>> Start Data supplied

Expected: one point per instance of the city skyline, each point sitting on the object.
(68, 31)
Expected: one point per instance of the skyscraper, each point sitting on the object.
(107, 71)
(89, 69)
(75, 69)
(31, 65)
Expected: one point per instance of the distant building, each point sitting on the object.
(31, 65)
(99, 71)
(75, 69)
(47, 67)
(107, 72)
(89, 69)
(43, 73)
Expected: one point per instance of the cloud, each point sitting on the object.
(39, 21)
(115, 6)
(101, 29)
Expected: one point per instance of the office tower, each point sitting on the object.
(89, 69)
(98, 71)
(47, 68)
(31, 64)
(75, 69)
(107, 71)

>> End Data supplied

Rewrite the entries from the line containing "Expected: one point per instance of the distant" through the end of the entries, renaming "office tower" to "high-rise" and leaving everything else unchanged.

Expected: one point per instance of the distant building, each point sitting on the object.
(31, 65)
(99, 71)
(75, 69)
(47, 67)
(107, 72)
(89, 69)
(43, 73)
Expected: one point per instance of the cloud, each point sitting on the object.
(39, 21)
(115, 6)
(101, 29)
Expected: one point per instance of the high-rise, each point sitting on the object.
(89, 69)
(98, 71)
(47, 68)
(31, 64)
(75, 69)
(107, 71)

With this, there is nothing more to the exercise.